#### EXERCISE:
Write out the listing below from the line containing "the white canopy" to its last line, unaltered, ends included.

#### MATERIAL FOR THIS EXERCISE:
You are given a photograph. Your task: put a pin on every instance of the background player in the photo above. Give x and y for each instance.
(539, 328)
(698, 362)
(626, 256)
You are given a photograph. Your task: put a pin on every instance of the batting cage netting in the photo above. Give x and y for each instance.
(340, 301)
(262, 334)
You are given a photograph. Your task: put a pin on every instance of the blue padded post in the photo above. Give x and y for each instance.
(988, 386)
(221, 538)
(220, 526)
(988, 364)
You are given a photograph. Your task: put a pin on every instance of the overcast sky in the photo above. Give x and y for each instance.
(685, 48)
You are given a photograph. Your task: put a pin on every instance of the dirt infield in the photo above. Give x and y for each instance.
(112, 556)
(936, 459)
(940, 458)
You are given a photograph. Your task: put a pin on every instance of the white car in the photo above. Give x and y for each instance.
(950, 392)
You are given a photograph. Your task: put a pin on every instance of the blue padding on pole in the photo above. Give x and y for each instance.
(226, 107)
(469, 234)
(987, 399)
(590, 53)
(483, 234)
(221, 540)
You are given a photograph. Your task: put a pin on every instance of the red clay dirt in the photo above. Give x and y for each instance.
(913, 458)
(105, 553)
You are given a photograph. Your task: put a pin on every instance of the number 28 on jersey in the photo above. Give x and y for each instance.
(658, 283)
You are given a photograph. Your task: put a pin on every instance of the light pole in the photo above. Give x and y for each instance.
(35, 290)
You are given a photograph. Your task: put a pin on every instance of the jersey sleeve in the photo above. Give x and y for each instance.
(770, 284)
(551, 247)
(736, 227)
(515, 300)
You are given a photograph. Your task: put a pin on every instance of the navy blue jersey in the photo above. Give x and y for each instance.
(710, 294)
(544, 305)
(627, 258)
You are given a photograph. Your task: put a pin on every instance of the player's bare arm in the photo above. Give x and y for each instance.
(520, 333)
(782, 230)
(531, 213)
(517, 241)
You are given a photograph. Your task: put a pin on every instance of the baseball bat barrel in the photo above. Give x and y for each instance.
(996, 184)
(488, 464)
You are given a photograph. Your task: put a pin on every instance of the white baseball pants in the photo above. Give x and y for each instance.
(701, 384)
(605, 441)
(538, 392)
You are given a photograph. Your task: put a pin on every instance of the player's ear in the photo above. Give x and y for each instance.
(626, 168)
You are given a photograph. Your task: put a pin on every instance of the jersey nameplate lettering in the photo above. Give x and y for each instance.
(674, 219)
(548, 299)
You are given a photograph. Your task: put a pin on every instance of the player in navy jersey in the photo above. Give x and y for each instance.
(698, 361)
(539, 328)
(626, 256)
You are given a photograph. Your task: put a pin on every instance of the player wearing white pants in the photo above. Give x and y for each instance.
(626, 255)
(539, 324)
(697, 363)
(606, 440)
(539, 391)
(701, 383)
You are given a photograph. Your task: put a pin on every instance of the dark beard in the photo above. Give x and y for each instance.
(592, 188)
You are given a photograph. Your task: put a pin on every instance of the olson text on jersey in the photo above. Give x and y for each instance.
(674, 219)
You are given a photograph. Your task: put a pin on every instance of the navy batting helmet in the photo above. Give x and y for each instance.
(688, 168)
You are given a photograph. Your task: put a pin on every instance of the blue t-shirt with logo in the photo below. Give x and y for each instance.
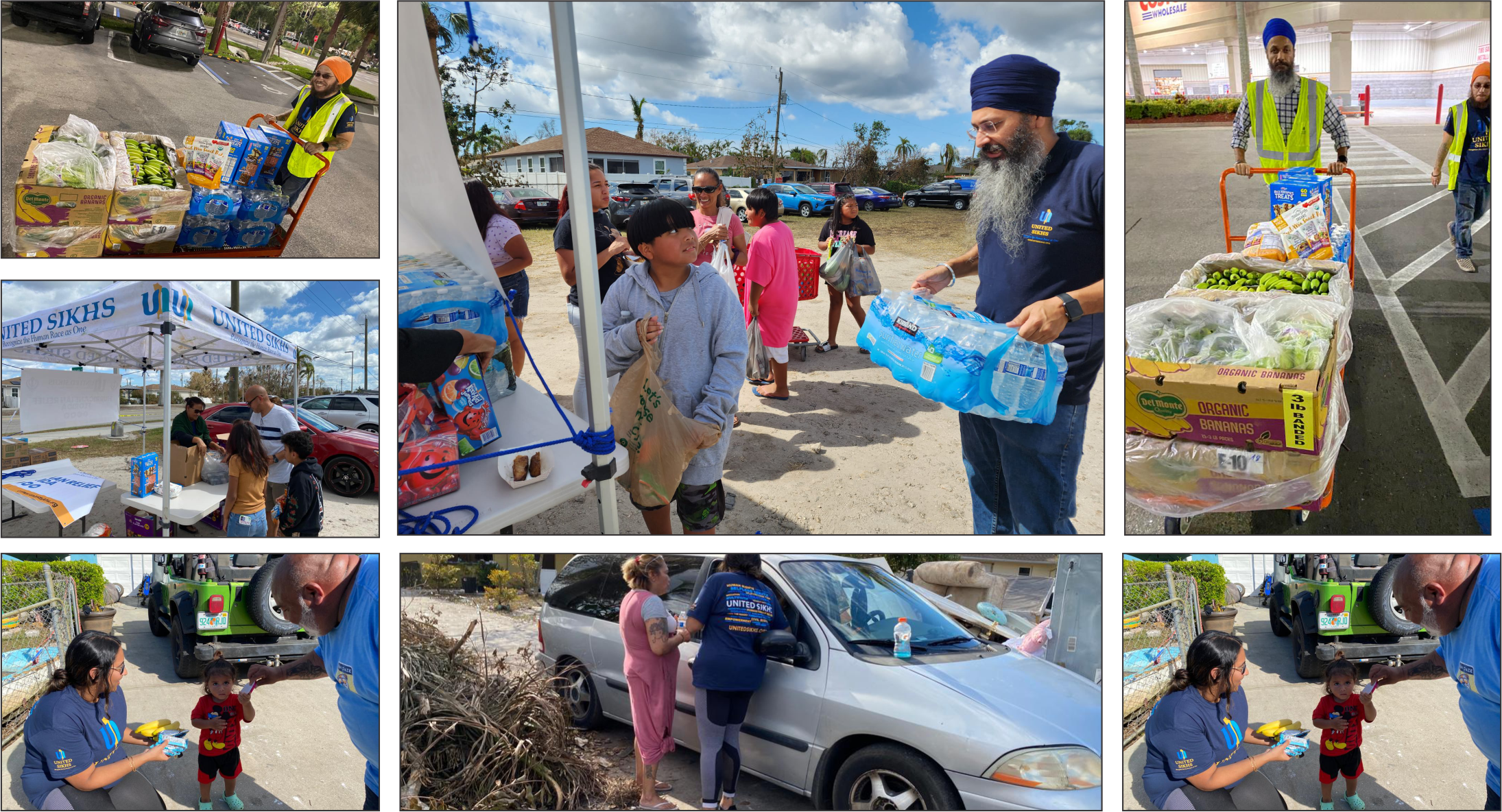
(733, 610)
(1065, 251)
(1471, 656)
(65, 735)
(352, 658)
(1189, 735)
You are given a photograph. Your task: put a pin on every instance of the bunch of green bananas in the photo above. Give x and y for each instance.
(149, 164)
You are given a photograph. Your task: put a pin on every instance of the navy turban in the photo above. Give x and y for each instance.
(1014, 83)
(1278, 27)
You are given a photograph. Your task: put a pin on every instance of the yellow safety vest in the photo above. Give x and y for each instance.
(1457, 143)
(318, 130)
(1300, 147)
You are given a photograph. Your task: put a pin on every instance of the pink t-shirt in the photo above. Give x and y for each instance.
(774, 265)
(705, 224)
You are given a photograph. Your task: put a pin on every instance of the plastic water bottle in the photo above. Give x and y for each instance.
(903, 638)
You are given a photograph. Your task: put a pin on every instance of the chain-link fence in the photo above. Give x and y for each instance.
(1160, 619)
(40, 620)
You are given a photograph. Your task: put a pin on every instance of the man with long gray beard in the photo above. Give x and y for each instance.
(1038, 211)
(1283, 115)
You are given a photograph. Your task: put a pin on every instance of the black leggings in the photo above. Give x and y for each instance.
(1254, 791)
(131, 793)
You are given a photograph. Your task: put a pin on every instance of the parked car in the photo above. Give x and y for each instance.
(78, 19)
(527, 204)
(627, 198)
(352, 411)
(946, 193)
(798, 197)
(963, 724)
(170, 27)
(874, 198)
(350, 458)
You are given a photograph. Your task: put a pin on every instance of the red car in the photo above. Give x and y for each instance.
(350, 458)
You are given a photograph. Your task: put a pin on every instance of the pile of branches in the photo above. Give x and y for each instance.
(486, 735)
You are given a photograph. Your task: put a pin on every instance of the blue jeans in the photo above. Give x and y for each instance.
(247, 526)
(1023, 475)
(1471, 203)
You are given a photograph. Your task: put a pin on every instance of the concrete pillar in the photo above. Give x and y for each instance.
(1340, 62)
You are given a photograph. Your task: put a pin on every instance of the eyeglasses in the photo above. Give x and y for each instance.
(989, 128)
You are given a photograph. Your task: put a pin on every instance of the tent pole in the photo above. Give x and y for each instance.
(165, 395)
(575, 165)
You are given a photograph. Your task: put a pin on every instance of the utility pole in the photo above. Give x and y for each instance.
(777, 156)
(235, 371)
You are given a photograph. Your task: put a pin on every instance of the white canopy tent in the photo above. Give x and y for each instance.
(147, 326)
(431, 211)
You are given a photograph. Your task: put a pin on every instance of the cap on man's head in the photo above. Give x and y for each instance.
(1278, 27)
(1014, 82)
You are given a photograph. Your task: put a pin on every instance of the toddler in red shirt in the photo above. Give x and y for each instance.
(1340, 715)
(218, 715)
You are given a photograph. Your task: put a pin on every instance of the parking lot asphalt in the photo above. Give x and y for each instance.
(296, 754)
(50, 75)
(1417, 754)
(1418, 380)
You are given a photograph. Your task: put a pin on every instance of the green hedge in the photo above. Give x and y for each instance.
(88, 577)
(1208, 575)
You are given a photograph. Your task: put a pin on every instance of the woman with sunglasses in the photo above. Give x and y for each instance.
(74, 736)
(709, 198)
(1197, 736)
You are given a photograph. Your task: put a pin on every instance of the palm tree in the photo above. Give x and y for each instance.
(636, 110)
(442, 29)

#### ANSWER TO THE PROBLEM:
You are given a photograph. Your task: put a pin on every instance of the white canopy tent in the photo above. Give x and y for each instance.
(147, 326)
(431, 211)
You are given a photograph. Your task: put a pin on every instance of the cap on man's head in the photo above. Give x and y for each instance.
(1278, 27)
(1014, 82)
You are given a photograph. Your task: put a pin on every instance of the toddler in red shirt in the photo above. Give x and y for each instance.
(1340, 715)
(218, 715)
You are given a photograph. Your task: put a pin on every instance of the parking lot asphalt in the photo above. Give x and y for each instance.
(296, 754)
(50, 75)
(1417, 754)
(1418, 380)
You are given a photograph. Your task: put a pin on every instance of the green hedge in the photo above. Give x and y for each instance.
(88, 577)
(1208, 575)
You are given a photograph. Your task: put a pin on every instance of the woman with sunglasses in the photo above. Give x and y for each instance.
(74, 736)
(709, 198)
(1197, 736)
You are given a photograph. Your task: put a pin on every instance of the palm tree in the photo above. Give x and y for each instance.
(636, 110)
(442, 29)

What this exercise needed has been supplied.